Tasks to carry out:
[a] What role does Dean Parkin hold, according to the article about the Voice to Parliament?
[b] Carry on the article about the Voice to Parliament from the point where it stops.

Document:
★ ★ ★

Brisbane Archdiocese’s Summit 2023 has heard a case for voting “Yes” at the upcoming referendum to recognise Aboriginal and Torres Strait Islander peoples in the Constitution by establishing an Indigenous Voice to Parliament. Source: The Catholic Leader.
“This is a simple recognition of the fact that Aboriginal and Torres Strait Islander peoples are the first peoples of this country that we are the oldest continuous culture on earth,” Yes23 campaign director Dean Parkin told an assembly of parishioners, educators, parents, support staff, catechists, lay leaders, religious and clergy from across south-east Queensland at the weekend.
Mr Parkin, a Quandamooka man and a Catholic from North Stradbroke Island, has the support of Brisbane Archbishop Mark Coleridge, who has championed Indigenous leaders demanding a constitutional Voice.
Mr Parkin said securing a Voice to Parliament would be a “modest statement” of recognition in the Australian constitution that would connect every single Australian to the country’s 65,000 year-old history.
“We’re saying something about who we are as a nation, and we’re deepening and strengthening that sense of what it means to be an Australian,” Mr Parkin said.

★ ★ ★

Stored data

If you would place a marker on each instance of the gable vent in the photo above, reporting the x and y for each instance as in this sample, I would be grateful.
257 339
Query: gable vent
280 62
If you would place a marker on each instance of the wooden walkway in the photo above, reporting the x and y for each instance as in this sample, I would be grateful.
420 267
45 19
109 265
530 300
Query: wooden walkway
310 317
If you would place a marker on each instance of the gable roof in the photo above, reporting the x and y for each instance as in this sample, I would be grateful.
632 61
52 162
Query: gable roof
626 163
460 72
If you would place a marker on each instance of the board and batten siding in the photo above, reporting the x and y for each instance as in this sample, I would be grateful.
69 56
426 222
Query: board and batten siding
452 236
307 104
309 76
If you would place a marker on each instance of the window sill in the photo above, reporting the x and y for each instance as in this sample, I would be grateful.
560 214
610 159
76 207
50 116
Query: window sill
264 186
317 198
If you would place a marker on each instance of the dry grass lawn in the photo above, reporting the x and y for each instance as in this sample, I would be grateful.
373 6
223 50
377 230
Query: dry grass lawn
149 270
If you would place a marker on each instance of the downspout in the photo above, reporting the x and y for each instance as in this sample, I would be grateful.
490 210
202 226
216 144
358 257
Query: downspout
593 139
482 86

★ ★ ★

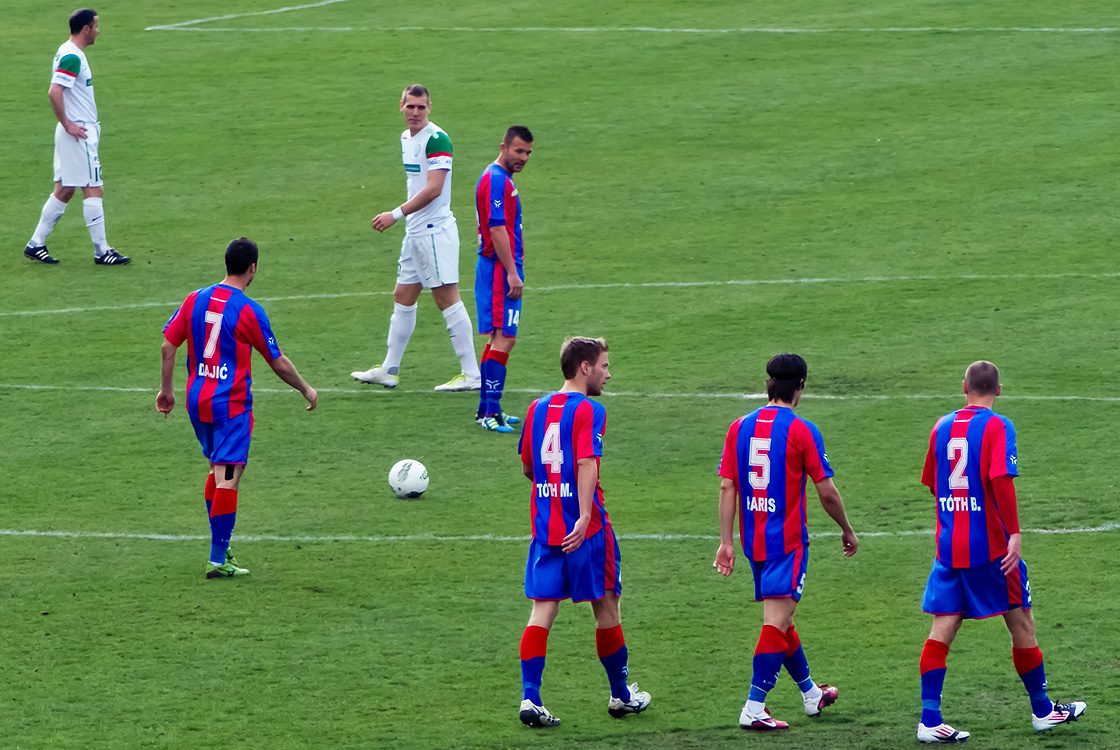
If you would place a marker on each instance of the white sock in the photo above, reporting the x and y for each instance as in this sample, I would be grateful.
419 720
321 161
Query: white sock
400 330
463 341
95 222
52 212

★ ★ ★

Answers to the tasks:
[a] He is the Yes23 campaign director.

[b]
“We get to do something a bit practical, too. We get to give our people a real Voice established under the Constitution.
Mr Parkin said the Voice would allow Indigenous people to get a “fair go” and take positive, practical steps to close the gap in areas of health, education and life expectancy.
He spoke during a panel discussion on how the Brisbane Archdiocese can better engage with First Nations peoples.
It is one of seven apostolic priorities outlined by Archbishop Coleridge in “With Lamps Ablaze” – a document he wrote for Summit 2023.
“If sexual abuse is a running sore at the heart of the Church, the injustice done to First Nations peoples in this country is a running sore at the heart of the nation,” Archbishop Coleridge wrote.
Backing for Voice to parliament “Yes” vote during Summit 23 (By Mark Bowling, The Catholic Leader)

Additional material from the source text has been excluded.